== Records provided

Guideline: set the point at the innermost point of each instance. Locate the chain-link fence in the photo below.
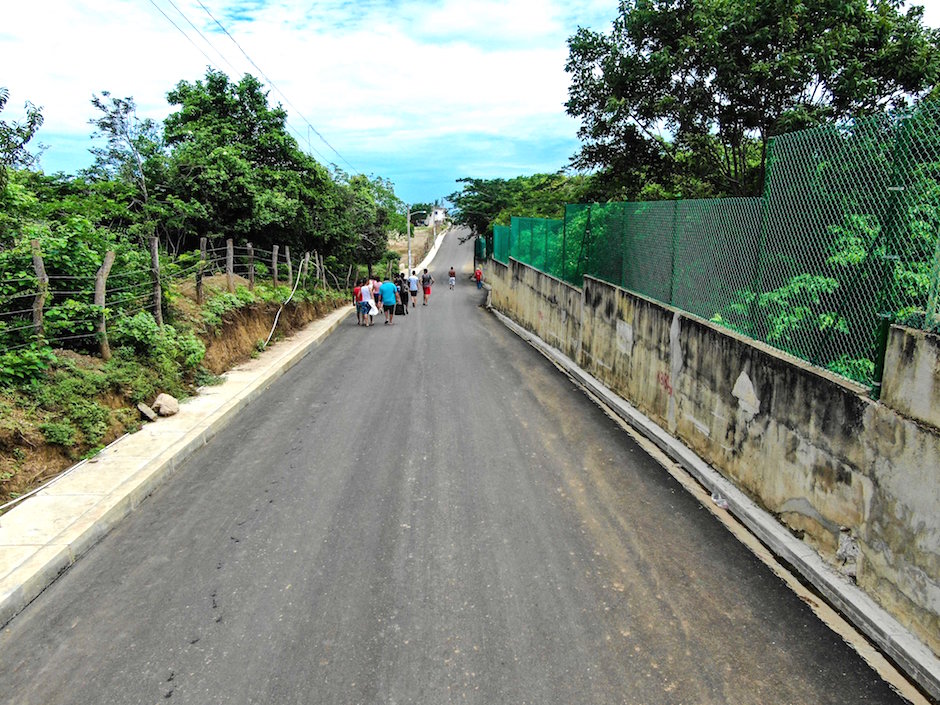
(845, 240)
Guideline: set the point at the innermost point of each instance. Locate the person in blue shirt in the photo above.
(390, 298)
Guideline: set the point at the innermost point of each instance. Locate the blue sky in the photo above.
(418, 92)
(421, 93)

====
== Records provided

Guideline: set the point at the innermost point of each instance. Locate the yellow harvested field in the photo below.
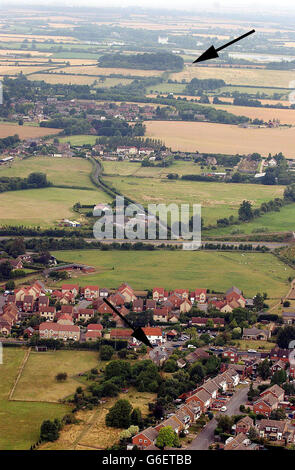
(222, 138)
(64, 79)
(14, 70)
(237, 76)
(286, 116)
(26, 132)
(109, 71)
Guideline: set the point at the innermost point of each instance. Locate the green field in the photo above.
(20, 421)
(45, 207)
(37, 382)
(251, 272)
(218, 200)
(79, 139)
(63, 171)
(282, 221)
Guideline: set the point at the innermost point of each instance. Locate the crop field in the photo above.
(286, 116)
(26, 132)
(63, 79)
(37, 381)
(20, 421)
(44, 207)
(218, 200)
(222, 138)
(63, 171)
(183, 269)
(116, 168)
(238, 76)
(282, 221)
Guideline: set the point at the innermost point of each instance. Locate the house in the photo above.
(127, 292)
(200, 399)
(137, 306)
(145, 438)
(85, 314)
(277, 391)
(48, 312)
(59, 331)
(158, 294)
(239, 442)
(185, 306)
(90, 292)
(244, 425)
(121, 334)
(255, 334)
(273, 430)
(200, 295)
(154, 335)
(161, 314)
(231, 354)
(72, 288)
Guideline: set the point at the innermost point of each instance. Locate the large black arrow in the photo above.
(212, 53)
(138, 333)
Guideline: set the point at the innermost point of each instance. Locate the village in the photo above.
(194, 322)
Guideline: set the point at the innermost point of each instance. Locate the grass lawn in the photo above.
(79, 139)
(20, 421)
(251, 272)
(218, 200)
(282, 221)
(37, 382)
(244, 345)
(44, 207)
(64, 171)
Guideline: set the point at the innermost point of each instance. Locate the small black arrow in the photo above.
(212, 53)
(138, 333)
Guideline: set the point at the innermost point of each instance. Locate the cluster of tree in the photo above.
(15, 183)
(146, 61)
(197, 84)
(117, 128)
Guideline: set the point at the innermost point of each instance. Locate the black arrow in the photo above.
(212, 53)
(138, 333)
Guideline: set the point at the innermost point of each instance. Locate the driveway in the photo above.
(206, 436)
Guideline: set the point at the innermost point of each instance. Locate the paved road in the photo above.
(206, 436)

====

### Required work:
Which lines in the material above contain the string "arrow"? Collect each of them, treating uppercase and lowercase as different.

### Written answer:
Guideline: set the point at the innermost point of each instance. Locate the large black arrow in the photo above.
Guideline: set the point at the innermost point of each instance. Locate the small black arrow in the photo above.
Guideline: set the point at the innermost point of each instance. Locate the black arrow in the photo above.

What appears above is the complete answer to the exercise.